DATA UNDER STUDY:
++++++++++++++++++++
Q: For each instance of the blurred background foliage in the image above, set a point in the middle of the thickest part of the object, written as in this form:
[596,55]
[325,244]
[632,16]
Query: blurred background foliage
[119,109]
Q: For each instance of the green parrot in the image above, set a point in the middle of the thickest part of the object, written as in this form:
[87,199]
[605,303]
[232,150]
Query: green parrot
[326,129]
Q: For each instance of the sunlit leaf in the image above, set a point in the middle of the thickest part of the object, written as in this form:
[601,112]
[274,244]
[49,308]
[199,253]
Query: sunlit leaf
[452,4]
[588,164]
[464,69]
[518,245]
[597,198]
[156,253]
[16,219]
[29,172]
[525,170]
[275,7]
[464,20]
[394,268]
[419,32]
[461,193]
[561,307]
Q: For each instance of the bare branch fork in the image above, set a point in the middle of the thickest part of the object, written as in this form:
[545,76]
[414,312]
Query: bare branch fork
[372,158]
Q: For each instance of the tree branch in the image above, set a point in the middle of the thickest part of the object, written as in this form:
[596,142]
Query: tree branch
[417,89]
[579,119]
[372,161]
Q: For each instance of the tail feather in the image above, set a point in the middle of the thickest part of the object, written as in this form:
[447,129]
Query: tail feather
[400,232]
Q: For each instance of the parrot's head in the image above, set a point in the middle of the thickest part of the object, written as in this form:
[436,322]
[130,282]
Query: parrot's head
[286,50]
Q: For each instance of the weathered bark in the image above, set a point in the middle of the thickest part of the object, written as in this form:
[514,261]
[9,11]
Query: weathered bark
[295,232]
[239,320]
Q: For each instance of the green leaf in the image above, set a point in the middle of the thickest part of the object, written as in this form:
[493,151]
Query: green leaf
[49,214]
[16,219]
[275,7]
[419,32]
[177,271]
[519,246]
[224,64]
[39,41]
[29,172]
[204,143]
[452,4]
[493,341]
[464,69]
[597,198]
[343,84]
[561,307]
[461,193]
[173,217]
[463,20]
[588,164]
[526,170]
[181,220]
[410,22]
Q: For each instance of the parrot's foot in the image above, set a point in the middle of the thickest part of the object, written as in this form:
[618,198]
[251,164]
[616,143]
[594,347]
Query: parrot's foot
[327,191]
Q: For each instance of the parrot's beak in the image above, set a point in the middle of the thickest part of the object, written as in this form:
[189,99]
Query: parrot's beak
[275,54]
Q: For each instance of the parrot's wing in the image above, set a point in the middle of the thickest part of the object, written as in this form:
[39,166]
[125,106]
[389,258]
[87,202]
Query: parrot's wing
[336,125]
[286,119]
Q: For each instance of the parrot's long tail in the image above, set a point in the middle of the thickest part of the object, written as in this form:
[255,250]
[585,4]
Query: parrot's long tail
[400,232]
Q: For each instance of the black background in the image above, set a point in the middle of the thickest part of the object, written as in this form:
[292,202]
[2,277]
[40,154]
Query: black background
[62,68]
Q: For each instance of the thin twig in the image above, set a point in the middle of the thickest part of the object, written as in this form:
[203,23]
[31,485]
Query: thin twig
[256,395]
++++++++++++++++++++
WORK TO BE COMPLETED:
Take the entries and print them exactly. Keep every line.

RESULT:
Q: For each instance of the blurred background foliage in the image above, set a point in the middle of the thickest part of the object, written as in this form:
[596,55]
[325,244]
[632,16]
Query: blurred background foliage
[119,109]
Q: For each instance of the green parrot in the image above, set a point in the middle of the thickest part of the object, written as in this form:
[87,199]
[605,303]
[232,150]
Query: green parrot
[326,129]
Q: For each instance of the sunlit leaf in the image above, set a point in the middle of the thickest part of the object, written as in this form:
[601,112]
[274,244]
[49,308]
[199,253]
Query: sunlit leaf
[452,4]
[588,164]
[464,69]
[518,245]
[597,198]
[156,253]
[16,219]
[29,172]
[525,170]
[275,7]
[464,20]
[394,268]
[419,32]
[461,193]
[561,307]
Q: For each instance of the bare branch fork in the image above, set a point in the middle of the thickest part of the object, written as in this form:
[545,76]
[414,312]
Query: bare branch fork
[372,158]
Q: For each instance of the tree branch in the image above, set a point in the middle of the thickest part of the object, written as in this form:
[596,142]
Query: tree branch
[417,89]
[579,119]
[372,161]
Q: For each instance of the tail feather in the image above, set a point in the middle of the thickest part of the object, written as in this form:
[447,129]
Query: tail feather
[400,232]
Q: For each instance of the parrot's head in the image above, set a point in the middle of the thickest part of the object, written as in this form:
[436,322]
[130,282]
Query: parrot's head
[286,50]
Q: For each instance of the weathered bark in the image above, set a point in the middle of the thickest part of the object, written as in this form:
[514,261]
[9,11]
Query: weathered bark
[295,232]
[239,320]
Q: For each instance of the green leaf in the image above, set a point in the middle of the thickest part of the object, written as in this form:
[493,151]
Query: green leaf
[49,214]
[16,219]
[275,7]
[419,32]
[177,271]
[519,246]
[224,64]
[39,41]
[29,172]
[204,143]
[452,4]
[493,341]
[464,69]
[597,198]
[343,84]
[561,307]
[461,193]
[173,217]
[463,20]
[588,164]
[526,170]
[181,220]
[410,22]
Q: For each instance of the parrot's foot in the image above, set a point in the middle of the thickest part of the object, written as in this form:
[618,198]
[251,164]
[616,143]
[594,347]
Query: parrot's foot
[327,191]
Q: For each instance of the parrot's beak in the image above, set a point in the middle of the thickest part of the object, written as in this form:
[189,99]
Query: parrot's beak
[275,54]
Q: For each instance of the parrot's wing in the image above, set a point in the middle of the thickest part of the object, written as in this form:
[39,166]
[125,106]
[389,258]
[87,202]
Query: parrot's wing
[336,125]
[286,119]
Q: For each instance of the parrot's long tail in the image above, set a point in the middle of the thickest part of the object, written as in this form:
[255,250]
[585,4]
Query: parrot's long tail
[400,232]
Q: For each instance of the black background in the image above, set a point in the middle of the thickest part of the object, written as in this form:
[292,202]
[2,277]
[40,154]
Query: black background
[62,68]
Q: For each instance of the thin twig in the image above, set a point in the middle of the thickest part of the object, written as in this form:
[203,23]
[31,485]
Query: thin twig
[256,395]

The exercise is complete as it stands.